DATASET: Begin

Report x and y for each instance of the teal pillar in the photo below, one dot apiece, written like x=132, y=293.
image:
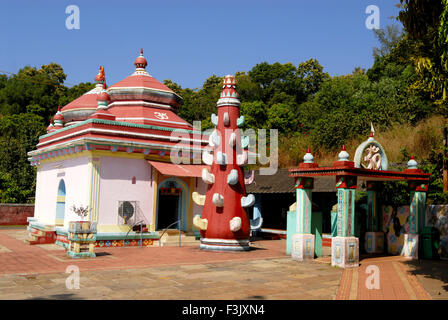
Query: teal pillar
x=257, y=207
x=417, y=207
x=304, y=188
x=373, y=219
x=346, y=188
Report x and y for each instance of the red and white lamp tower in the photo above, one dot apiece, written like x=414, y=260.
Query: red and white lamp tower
x=224, y=223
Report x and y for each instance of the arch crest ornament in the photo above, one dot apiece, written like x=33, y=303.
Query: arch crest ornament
x=371, y=155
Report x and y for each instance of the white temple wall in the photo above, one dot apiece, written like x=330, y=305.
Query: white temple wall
x=116, y=184
x=74, y=173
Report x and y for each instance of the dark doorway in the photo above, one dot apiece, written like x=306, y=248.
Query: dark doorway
x=168, y=212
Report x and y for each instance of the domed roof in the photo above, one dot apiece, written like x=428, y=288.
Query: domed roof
x=142, y=86
x=82, y=107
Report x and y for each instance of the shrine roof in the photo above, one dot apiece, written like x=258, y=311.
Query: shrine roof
x=348, y=169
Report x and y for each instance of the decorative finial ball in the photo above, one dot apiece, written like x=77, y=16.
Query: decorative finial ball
x=308, y=157
x=412, y=164
x=103, y=95
x=343, y=155
x=229, y=81
x=141, y=62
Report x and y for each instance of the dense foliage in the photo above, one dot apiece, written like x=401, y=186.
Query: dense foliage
x=28, y=100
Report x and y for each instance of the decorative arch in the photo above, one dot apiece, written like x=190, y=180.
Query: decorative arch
x=60, y=202
x=184, y=199
x=366, y=144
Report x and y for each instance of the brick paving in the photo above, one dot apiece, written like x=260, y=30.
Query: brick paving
x=38, y=272
x=395, y=281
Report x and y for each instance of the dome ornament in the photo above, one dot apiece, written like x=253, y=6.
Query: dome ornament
x=308, y=157
x=343, y=155
x=140, y=65
x=374, y=155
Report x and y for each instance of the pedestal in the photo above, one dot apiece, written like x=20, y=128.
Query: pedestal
x=81, y=237
x=302, y=246
x=374, y=242
x=345, y=252
x=410, y=246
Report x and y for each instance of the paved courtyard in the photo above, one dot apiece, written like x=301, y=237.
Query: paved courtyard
x=266, y=272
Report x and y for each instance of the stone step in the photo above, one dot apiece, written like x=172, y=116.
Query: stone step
x=183, y=243
x=176, y=239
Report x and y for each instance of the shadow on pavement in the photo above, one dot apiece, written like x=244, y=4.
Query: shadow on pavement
x=62, y=296
x=433, y=269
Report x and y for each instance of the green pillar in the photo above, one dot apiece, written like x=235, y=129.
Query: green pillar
x=346, y=186
x=418, y=206
x=304, y=188
x=373, y=219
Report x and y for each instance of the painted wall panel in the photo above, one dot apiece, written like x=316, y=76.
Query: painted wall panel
x=116, y=177
x=49, y=174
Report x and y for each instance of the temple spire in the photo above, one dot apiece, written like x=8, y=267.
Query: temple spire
x=140, y=63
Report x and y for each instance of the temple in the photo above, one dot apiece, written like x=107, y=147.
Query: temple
x=370, y=165
x=109, y=151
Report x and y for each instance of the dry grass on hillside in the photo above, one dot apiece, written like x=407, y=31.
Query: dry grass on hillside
x=417, y=140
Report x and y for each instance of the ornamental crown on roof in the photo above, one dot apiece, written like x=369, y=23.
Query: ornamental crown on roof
x=374, y=154
x=138, y=98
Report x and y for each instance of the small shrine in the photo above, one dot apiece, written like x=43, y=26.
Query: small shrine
x=370, y=165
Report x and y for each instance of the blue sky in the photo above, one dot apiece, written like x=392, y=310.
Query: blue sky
x=187, y=40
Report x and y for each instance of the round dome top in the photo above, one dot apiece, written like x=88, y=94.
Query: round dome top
x=103, y=96
x=100, y=77
x=412, y=164
x=343, y=155
x=140, y=61
x=308, y=157
x=58, y=116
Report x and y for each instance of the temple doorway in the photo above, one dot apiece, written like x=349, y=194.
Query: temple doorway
x=171, y=209
x=60, y=203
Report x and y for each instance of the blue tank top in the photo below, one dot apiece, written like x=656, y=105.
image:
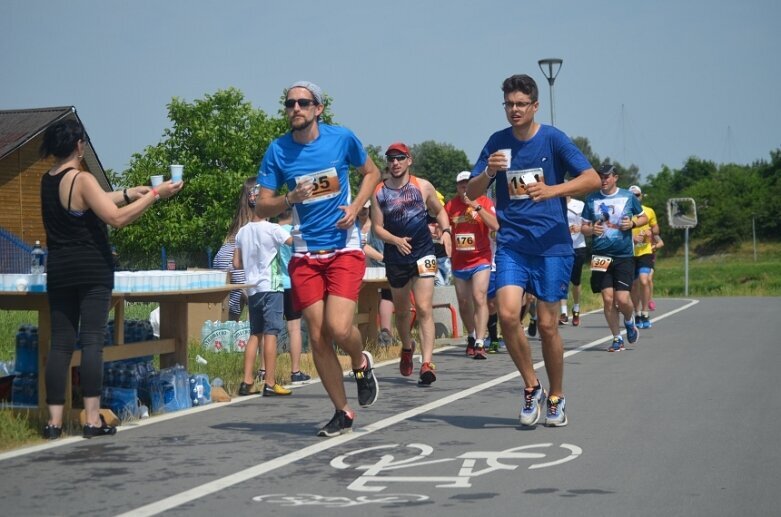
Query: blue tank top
x=405, y=215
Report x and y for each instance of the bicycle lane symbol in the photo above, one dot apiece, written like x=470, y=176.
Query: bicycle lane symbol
x=472, y=464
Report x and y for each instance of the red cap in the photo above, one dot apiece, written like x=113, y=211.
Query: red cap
x=398, y=147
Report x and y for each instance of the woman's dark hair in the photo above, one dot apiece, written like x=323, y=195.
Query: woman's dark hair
x=521, y=83
x=60, y=139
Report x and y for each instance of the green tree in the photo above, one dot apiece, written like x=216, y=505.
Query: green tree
x=220, y=140
x=439, y=163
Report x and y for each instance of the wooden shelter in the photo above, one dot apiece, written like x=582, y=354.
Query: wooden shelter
x=21, y=168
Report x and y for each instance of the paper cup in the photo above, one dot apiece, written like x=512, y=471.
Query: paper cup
x=176, y=173
x=508, y=156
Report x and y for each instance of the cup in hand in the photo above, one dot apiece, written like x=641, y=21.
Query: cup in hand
x=508, y=155
x=176, y=173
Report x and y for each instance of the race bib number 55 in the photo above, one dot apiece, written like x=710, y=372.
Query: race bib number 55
x=326, y=183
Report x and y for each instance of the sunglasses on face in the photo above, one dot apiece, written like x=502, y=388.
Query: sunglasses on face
x=304, y=103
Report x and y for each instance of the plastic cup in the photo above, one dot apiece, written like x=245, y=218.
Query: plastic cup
x=508, y=156
x=176, y=173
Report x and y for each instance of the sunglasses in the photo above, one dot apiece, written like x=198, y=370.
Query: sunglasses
x=304, y=103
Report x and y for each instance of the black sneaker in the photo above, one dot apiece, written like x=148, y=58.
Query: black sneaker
x=532, y=328
x=89, y=431
x=368, y=388
x=341, y=423
x=246, y=389
x=52, y=432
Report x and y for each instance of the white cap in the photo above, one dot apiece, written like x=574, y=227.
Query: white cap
x=463, y=176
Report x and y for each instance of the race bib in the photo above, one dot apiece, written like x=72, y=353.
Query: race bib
x=427, y=266
x=600, y=263
x=465, y=241
x=517, y=181
x=326, y=183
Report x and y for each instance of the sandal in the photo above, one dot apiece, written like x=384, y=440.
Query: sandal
x=104, y=429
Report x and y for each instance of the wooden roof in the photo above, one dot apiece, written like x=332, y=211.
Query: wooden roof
x=18, y=127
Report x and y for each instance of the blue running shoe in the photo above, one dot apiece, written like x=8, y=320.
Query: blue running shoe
x=617, y=345
x=556, y=415
x=532, y=404
x=631, y=333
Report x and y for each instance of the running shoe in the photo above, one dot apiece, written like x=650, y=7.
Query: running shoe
x=480, y=351
x=617, y=345
x=631, y=333
x=277, y=390
x=470, y=346
x=52, y=432
x=299, y=378
x=427, y=374
x=532, y=403
x=103, y=429
x=532, y=328
x=341, y=423
x=556, y=415
x=368, y=388
x=246, y=389
x=405, y=365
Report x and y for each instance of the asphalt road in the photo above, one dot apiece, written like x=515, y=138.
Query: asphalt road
x=683, y=423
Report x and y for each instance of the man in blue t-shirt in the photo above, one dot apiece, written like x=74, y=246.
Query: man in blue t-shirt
x=534, y=249
x=607, y=217
x=326, y=271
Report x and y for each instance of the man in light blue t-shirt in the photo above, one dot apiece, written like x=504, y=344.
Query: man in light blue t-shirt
x=313, y=162
x=607, y=217
x=534, y=249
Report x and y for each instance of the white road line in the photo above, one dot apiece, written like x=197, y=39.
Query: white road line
x=258, y=470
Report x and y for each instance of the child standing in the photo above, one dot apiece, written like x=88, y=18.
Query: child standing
x=257, y=252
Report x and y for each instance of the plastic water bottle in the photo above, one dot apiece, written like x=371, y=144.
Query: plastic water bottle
x=37, y=268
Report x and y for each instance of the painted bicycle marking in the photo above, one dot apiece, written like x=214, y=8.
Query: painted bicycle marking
x=338, y=501
x=472, y=464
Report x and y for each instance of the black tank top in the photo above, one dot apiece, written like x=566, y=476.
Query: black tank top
x=78, y=246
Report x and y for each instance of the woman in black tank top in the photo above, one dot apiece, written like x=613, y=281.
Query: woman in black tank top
x=80, y=275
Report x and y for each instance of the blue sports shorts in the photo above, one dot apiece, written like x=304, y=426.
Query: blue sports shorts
x=547, y=278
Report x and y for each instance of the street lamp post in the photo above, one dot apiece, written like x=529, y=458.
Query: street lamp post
x=550, y=68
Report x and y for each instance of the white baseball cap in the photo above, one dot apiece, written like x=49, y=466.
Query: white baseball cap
x=463, y=176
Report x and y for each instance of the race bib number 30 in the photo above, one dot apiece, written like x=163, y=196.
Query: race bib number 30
x=517, y=181
x=600, y=263
x=427, y=266
x=326, y=184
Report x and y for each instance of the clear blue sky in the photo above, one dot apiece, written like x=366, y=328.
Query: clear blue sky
x=649, y=83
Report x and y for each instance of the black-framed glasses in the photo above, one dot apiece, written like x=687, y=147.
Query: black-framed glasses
x=508, y=105
x=304, y=103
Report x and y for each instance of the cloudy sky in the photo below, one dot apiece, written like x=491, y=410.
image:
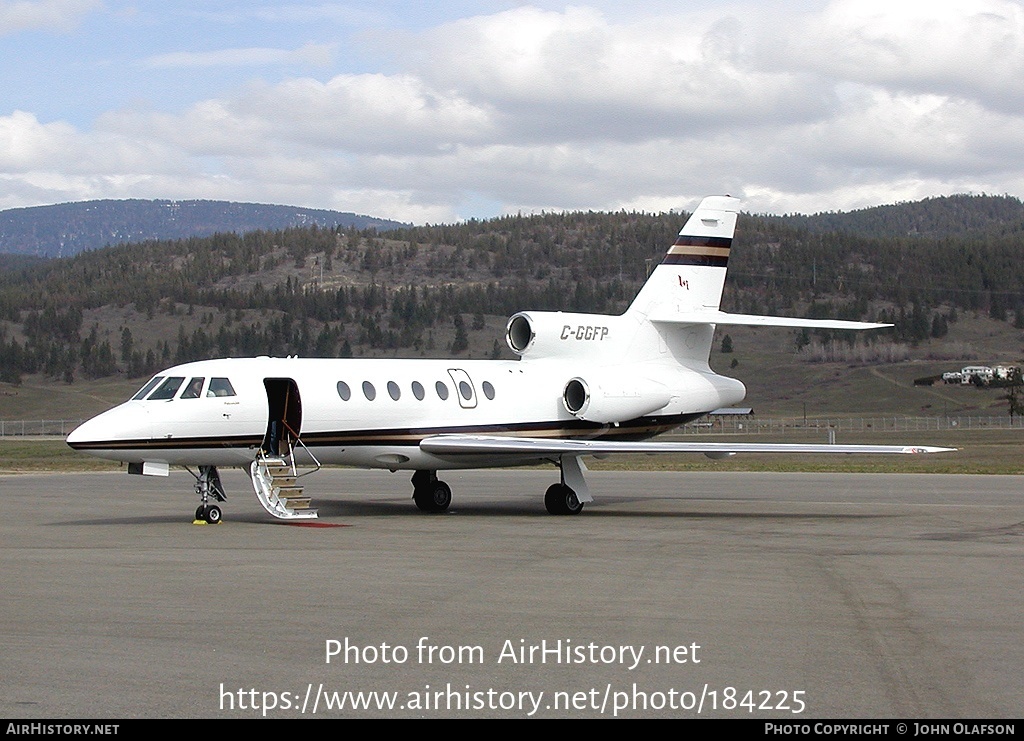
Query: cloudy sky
x=435, y=112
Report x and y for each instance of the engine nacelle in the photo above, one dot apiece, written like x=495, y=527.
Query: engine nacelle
x=557, y=334
x=608, y=398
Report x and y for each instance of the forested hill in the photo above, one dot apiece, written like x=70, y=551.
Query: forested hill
x=939, y=217
x=67, y=229
x=437, y=291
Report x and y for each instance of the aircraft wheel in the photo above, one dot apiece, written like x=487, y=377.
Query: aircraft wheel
x=433, y=497
x=560, y=499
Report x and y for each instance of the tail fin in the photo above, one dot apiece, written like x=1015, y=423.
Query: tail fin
x=692, y=274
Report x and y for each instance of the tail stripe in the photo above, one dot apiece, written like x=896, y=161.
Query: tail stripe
x=710, y=251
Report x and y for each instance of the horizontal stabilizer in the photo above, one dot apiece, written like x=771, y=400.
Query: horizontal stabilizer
x=722, y=317
x=475, y=444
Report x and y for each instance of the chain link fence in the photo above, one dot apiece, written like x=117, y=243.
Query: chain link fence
x=751, y=425
x=41, y=428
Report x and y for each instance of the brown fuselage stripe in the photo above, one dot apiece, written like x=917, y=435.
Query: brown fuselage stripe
x=633, y=430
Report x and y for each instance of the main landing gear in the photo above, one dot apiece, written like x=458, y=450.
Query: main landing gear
x=565, y=497
x=560, y=499
x=207, y=484
x=429, y=492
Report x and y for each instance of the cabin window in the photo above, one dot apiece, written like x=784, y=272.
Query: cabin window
x=194, y=389
x=220, y=387
x=167, y=389
x=146, y=389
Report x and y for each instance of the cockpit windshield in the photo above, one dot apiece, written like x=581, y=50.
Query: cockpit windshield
x=167, y=389
x=146, y=389
x=220, y=387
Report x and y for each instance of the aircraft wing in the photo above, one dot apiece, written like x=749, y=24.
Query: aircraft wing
x=495, y=444
x=723, y=317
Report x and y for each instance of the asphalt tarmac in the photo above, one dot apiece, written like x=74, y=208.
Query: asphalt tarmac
x=773, y=596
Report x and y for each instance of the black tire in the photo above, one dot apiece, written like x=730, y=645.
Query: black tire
x=560, y=499
x=441, y=496
x=423, y=496
x=433, y=497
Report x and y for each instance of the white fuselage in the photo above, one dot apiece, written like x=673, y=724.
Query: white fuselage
x=371, y=427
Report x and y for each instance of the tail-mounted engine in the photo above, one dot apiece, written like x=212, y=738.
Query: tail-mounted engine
x=609, y=398
x=556, y=334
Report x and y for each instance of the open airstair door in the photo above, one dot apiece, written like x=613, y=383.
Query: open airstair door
x=284, y=416
x=273, y=474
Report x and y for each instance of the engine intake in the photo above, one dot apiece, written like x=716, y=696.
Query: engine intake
x=609, y=398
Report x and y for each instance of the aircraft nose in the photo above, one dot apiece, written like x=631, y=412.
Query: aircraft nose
x=127, y=422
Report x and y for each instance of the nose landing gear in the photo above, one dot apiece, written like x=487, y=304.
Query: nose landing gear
x=207, y=484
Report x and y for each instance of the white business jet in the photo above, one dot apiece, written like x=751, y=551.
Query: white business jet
x=584, y=385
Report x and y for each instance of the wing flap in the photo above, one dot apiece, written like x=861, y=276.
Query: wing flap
x=495, y=444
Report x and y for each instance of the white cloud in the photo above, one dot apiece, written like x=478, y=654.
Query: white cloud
x=308, y=54
x=830, y=107
x=59, y=15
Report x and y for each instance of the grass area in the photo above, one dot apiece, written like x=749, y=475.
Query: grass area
x=24, y=454
x=980, y=451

DATASET: End

- _EXERCISE OBJECTIVE_
Report each line in the entries where the string "below" occurs.

- _TASK OUTPUT_
Report x and y for each instance of the teal pillar in the photo below, one dot apiece, written like x=132, y=293.
Report x and y for each instance of the blue tank top in the photo below, one dot apiece, written like x=656, y=105.
Report x and y for each instance of the cloudy sky in the photo below, one dot apiece, written like x=491, y=410.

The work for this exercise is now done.